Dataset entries
=== Section Start ===

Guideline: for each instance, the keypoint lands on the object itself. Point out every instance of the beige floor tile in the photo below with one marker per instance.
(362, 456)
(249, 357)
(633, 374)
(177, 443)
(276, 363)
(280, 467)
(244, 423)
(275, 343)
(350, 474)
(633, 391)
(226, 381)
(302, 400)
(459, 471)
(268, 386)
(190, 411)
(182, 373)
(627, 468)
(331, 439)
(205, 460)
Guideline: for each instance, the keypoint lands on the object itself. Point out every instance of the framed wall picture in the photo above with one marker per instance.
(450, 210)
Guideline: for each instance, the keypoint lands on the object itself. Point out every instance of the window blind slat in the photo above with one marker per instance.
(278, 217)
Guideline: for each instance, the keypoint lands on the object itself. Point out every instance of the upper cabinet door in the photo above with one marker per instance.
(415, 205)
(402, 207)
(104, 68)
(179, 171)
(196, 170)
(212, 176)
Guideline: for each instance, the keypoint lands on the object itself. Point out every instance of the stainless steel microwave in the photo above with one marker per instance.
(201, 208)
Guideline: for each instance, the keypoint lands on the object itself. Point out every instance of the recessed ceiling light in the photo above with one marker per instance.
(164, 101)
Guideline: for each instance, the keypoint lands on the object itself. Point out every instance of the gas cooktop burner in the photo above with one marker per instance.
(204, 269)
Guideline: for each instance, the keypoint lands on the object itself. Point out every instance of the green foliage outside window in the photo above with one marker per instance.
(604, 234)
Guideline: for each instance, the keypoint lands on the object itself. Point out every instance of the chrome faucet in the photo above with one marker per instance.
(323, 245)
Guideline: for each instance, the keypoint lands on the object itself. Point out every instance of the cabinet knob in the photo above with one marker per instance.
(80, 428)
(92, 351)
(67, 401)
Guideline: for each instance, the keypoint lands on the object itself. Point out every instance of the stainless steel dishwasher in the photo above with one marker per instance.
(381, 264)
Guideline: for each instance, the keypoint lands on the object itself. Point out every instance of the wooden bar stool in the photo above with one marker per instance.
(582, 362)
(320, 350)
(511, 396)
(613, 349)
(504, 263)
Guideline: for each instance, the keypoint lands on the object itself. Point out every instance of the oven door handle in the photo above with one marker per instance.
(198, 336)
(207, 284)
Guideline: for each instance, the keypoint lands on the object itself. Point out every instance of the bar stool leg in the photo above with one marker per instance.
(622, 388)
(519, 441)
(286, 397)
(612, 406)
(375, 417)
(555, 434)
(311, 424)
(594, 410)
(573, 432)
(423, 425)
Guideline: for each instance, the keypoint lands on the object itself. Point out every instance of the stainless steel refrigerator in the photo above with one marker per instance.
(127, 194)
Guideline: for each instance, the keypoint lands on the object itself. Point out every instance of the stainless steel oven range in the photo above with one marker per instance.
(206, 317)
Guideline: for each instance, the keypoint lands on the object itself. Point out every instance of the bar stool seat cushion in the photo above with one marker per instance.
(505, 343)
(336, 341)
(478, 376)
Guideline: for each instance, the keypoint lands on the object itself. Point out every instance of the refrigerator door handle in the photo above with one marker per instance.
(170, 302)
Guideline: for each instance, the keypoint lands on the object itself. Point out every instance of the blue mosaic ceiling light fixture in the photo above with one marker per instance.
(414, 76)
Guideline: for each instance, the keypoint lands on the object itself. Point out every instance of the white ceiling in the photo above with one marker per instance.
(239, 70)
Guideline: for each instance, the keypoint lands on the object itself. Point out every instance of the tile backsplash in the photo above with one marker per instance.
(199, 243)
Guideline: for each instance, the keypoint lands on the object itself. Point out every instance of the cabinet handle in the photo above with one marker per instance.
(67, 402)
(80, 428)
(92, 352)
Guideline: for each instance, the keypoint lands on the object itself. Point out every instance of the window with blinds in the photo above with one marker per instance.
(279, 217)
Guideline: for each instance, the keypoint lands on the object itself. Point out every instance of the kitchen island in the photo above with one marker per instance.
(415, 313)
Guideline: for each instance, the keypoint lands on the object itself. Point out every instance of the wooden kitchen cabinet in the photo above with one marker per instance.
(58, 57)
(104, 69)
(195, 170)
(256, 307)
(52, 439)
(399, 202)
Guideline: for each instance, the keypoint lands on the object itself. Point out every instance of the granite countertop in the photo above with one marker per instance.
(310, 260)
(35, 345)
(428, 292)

=== Section End ===

Task directions ▸ Every entry above should be written out again, precisely.

Answer area ▸
Guideline: for each instance, the keypoint lands on the object itself. Point out every instance of the beige floor tile in the photo below with one marker per instance.
(362, 456)
(249, 357)
(633, 374)
(177, 443)
(276, 363)
(280, 467)
(244, 423)
(275, 343)
(350, 474)
(633, 391)
(226, 381)
(302, 400)
(459, 471)
(268, 386)
(190, 411)
(182, 373)
(627, 468)
(331, 439)
(205, 460)
Guideline: for each instance, the keypoint lands on the object itself. Point out every instance of the framed wall picture in the photo above with one marker per instance.
(450, 210)
Guideline: for each instance, the keypoint lands on the object itself. Point out every instance of the window blind slat in the photo above with one marker per instance.
(278, 217)
Guideline: for each instance, the keypoint lands on the object itself. Point out every instance of the upper cabinet door in the photo above with one marker per instance.
(415, 205)
(402, 207)
(104, 68)
(179, 171)
(196, 170)
(212, 176)
Guideline: for each instance, the keypoint lands on the object itself. Point out every instance of the stainless steel microwave in the photo above with one marker per instance.
(201, 208)
Guideline: for each instance, the keypoint lands on the object itself. Point out every instance of the recessed ceiling light in the photo above with one marker per instance.
(164, 101)
Guideline: for each instance, the keypoint lands on the object itself. Point out every instance of the gas cooktop burner in the photo above with one marker per instance.
(204, 269)
Guideline: for each instance, the keypoint lands on the object itself. Point out every instance of the green foliage outside window in the photo above with one marker per instance.
(604, 234)
Guideline: for each instance, the keypoint lands on the object itself. Point out every instance of the chrome faucet in the photo above with one marker per instance.
(323, 245)
Guideline: for each instance, the keypoint lands on the object itself. Point out every instance of the cabinet knob in the photo above with one marker per instance.
(80, 428)
(92, 351)
(67, 401)
Guideline: for each instance, the keypoint lands on the object itself. Point out every instance of the stainless steel dishwasher in the photo above with one marker per instance.
(381, 264)
Guideline: for each instance, the keypoint lands on the object itself. Point out every instance of the wooden bar stool in the photo above with one marker per instance.
(582, 362)
(320, 350)
(511, 396)
(613, 349)
(504, 263)
Guideline: for each instance, the keypoint lands on the object itself. Point out every instance of the oven door handle in the photo above with one marker per instance.
(198, 336)
(207, 284)
Guideline: for each instance, the keypoint lands on the object itself. Point out every instance of the bar stool leg in the photo above with one marker per instance.
(622, 388)
(519, 441)
(286, 397)
(612, 406)
(375, 417)
(555, 434)
(311, 424)
(594, 410)
(573, 432)
(423, 425)
Guideline: for each instance, the keypoint lands on the object itself. Point out every instance of the stainless steel refrigerator in the photo above with one marker per instance.
(127, 194)
Guideline: for each instance, the keypoint lands on the object itself. Point out every instance of the stainless steel oven range in the photo above with one marker per instance.
(206, 317)
Guideline: for each instance, the keypoint lands on the object itself. Point out every instance of the bar stool seat cushion in the photo above with one marker per instance.
(505, 343)
(336, 341)
(478, 376)
Guideline: for each instance, the keypoint lands on the object itself. Point out every instance of the refrigerator door handle in the photo above with one marker per instance.
(170, 302)
Guideline: for each instance, the keypoint lands on the object itself. Point out every instance of the blue mosaic ceiling light fixture in the photo above with one marker per instance.
(414, 76)
Guideline: for each instance, the keypoint lands on the object itself. Point out every instance of the white ceiling in the photo above with one marker per instance.
(239, 70)
Guideline: for each instance, the keypoint lands on the object itself. Point out every instance of the tile backsplash in the photo above with one marker per instance.
(199, 243)
Guideline: for each instance, the keypoint lands on the object itself. Point out every instance of the cabinet handle in the photo above with one marker per instance.
(67, 402)
(80, 428)
(92, 352)
Guideline: for each instance, the keypoint lands on the object itself. Point out every instance of the window with blinds in the photo above with one marker per instance.
(279, 217)
Guideline: for each instance, the keypoint lands on the object itself. Point out every instance of the kitchen island in the photo above with one marker per instance.
(415, 313)
Guideline: for each instance, the keypoint lands on the object itself. Point out every instance of the wooden kitchen cabinet in the photo above with one marker per instance.
(58, 57)
(104, 69)
(195, 170)
(256, 307)
(52, 439)
(399, 202)
Guideline: for each instance, the keypoint lands on the object itself. Point out every instance of the granite countertop in the photo above with one marker per instance.
(310, 260)
(35, 345)
(428, 292)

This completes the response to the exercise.